- [TO-DO LIST]
**A.** Can you copy out the stretch from "This morning I" through "on her own?" in the thread titled "A lonely hen" word for word?
**B.** How would you translate this sentence from the thread titled "A lonely hen" into Spanish: "Pop an egg under the hen in the evening about 5 p.m., then two days later pop in the second egg."?

- [PASSAGE TO READ]
# A lonely hen.



## lostflight (Aug 18, 2008)

This morning I let my cocks out for their morning exercise and two of them didn't come home. This is extremely odd because they have been flying the area for about a month now and has always trapped quickly. However, today the wind was a little rough and the kit drifted a little from the loft.

Another odd thing is, all this season not A SINGLE EGG and just today I went into the loft and there was an egg. The one of the cock that did not come home with the rest of the group was this laying hen's mate.

So my questions are: will they come back? Is there ANYTHING I can do to increase the chances that they will come back?
Will she sit and raise the babies on her own?
I REALLY don't want to lose these babies they are the FIRST ones this year for me.

IDK what to do. Any help?

I spent all day whistling for them before and after I came home for work. I threw two of their loft mates down three blocks the direction they drifted and those two guys came home empty handed. Not a sign of the lost ones. I am very frustrated and worried. I don't think I will be able to sleep tonight.


----------



## TAWhatley (Mar 6, 2001)

I sure sure hope they will be home tomorrow .. please keep us posted. Sorry that I don't have any advice for you .. perhaps others can assist.

Terry


----------



## bluecheck (Aug 17, 2006)

Sorry, if they haven't made it back by tonight, the odds are about 85% that you won't see them again if they were just "drifting" unless someone reports them. 

No, the hen won't sit and raise the eggs by herself, but if you have another pair that's been together for a bit, even if they haven't laid, you might be able to get them to sit. Pop an egg under the hen in the evening about 5 p.m., then two days later pop in the second egg. There's a good chance the pair will "assume" the other laid and will sit and rear the young.


----------



## RIDER (Dec 1, 2005)

Give them a couple of days,If they were fed up they will want to fly and explore,one of my breeder cocks got out 1 day and was gone for 3 days but when they get tired and hungry they will come home!!!!!!!!!

- [SUPPLIED RECORDS]
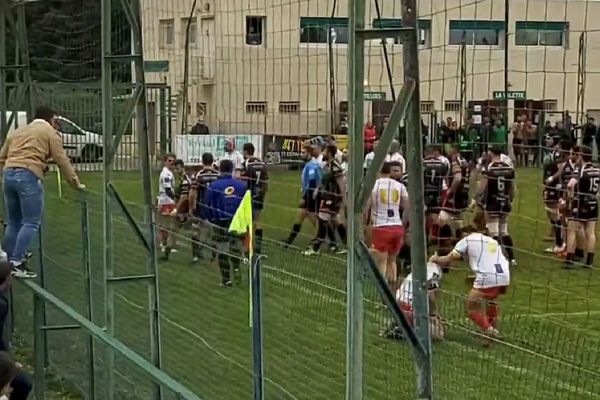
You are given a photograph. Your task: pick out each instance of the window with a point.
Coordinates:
(550, 105)
(193, 30)
(423, 26)
(167, 33)
(201, 110)
(452, 105)
(255, 30)
(67, 128)
(426, 106)
(478, 33)
(544, 33)
(256, 107)
(323, 30)
(289, 107)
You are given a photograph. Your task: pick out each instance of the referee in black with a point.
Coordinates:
(20, 384)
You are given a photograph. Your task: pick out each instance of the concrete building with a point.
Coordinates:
(274, 66)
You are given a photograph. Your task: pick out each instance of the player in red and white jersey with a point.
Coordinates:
(491, 270)
(404, 297)
(166, 201)
(387, 197)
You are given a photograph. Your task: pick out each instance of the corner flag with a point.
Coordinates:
(242, 224)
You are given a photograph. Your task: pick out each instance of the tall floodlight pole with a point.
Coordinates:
(355, 317)
(416, 211)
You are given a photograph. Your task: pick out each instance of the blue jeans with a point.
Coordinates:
(24, 205)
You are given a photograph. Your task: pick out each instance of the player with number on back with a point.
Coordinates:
(552, 191)
(383, 208)
(583, 192)
(456, 198)
(491, 270)
(435, 169)
(254, 171)
(495, 192)
(202, 230)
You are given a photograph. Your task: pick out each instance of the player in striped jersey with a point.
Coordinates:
(496, 192)
(254, 172)
(202, 231)
(582, 192)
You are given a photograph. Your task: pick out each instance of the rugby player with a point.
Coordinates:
(331, 200)
(435, 169)
(552, 191)
(456, 198)
(254, 172)
(387, 197)
(491, 270)
(311, 179)
(496, 192)
(202, 231)
(166, 203)
(583, 189)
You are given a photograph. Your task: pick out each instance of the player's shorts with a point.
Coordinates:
(585, 213)
(388, 239)
(309, 202)
(492, 293)
(433, 203)
(329, 203)
(408, 312)
(551, 194)
(166, 209)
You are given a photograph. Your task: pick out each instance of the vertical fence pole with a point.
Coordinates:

- [EXERCISE RESULTS]
**A.**
This morning I let my cocks out for their morning exercise and two of them didn't come home. This is extremely odd because they have been flying the area for about a month now and has always trapped quickly. However, today the wind was a little rough and the kit drifted a little from the loft.

Another odd thing is, all this season not A SINGLE EGG and just today I went into the loft and there was an egg. The one of the cock that did not come home with the rest of the group was this laying hen's mate.

So my questions are: will they come back? Is there ANYTHING I can do to increase the chances that they will come back?
Will she sit and raise the babies on her own?

**B.** Pon un huevo debajo de la hembra por la tarde, sobre las 5 p. m., y dos días después pon el segundo huevo.